Content starts

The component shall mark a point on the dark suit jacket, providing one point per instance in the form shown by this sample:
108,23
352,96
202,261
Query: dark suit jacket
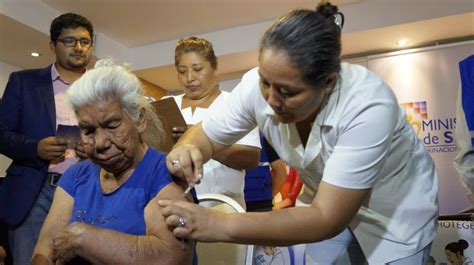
27,115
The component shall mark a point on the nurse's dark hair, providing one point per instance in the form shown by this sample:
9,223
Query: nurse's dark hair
456,247
311,39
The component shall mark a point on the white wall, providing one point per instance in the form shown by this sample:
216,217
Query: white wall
5,70
228,85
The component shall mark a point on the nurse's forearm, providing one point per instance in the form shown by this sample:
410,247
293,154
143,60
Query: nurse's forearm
195,136
239,156
279,228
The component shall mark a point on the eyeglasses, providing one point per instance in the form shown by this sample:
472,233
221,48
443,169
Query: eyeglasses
71,42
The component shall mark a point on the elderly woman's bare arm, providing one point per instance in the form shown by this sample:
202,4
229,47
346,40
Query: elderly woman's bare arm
58,218
158,246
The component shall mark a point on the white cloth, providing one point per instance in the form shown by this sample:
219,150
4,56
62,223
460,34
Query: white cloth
464,160
219,178
361,139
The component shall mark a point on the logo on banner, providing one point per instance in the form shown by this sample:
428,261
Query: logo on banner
437,133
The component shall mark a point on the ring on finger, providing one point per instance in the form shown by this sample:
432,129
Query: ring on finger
181,221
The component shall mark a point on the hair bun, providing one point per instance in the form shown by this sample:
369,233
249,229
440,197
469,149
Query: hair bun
327,9
104,63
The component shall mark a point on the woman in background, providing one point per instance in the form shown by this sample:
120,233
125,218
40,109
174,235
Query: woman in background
342,128
196,65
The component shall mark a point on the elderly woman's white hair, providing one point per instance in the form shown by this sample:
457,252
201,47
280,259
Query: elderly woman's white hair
108,81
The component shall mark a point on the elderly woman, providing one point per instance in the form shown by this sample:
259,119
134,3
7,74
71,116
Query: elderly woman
105,209
196,65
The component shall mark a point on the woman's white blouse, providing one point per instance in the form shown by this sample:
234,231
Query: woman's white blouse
219,178
360,140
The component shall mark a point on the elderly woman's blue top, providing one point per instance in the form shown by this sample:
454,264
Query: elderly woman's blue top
121,210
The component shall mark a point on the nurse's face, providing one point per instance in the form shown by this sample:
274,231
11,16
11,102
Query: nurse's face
282,86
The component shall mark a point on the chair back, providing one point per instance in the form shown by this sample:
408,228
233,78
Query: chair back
223,253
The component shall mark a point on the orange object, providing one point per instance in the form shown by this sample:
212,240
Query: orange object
292,186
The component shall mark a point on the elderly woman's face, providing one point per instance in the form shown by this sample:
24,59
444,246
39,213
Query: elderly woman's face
282,86
196,75
110,137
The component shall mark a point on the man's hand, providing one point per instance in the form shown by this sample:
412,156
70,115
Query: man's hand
51,148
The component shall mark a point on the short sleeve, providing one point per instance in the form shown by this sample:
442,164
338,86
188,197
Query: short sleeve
363,145
237,115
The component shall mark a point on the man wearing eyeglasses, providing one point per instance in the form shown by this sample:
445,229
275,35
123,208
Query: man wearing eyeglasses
33,105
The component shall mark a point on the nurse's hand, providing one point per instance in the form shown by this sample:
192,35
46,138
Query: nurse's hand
185,162
192,221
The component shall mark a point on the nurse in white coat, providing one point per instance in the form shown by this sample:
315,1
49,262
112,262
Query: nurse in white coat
341,126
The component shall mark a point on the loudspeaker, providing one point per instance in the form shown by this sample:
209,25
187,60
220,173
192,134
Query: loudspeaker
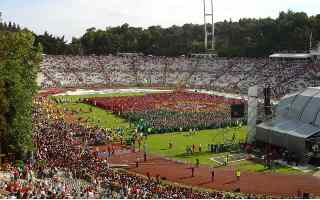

Content ends

● Task goal: Number of lines containing "loudspeaker" in the material above: give that number alone.

● Your response: 2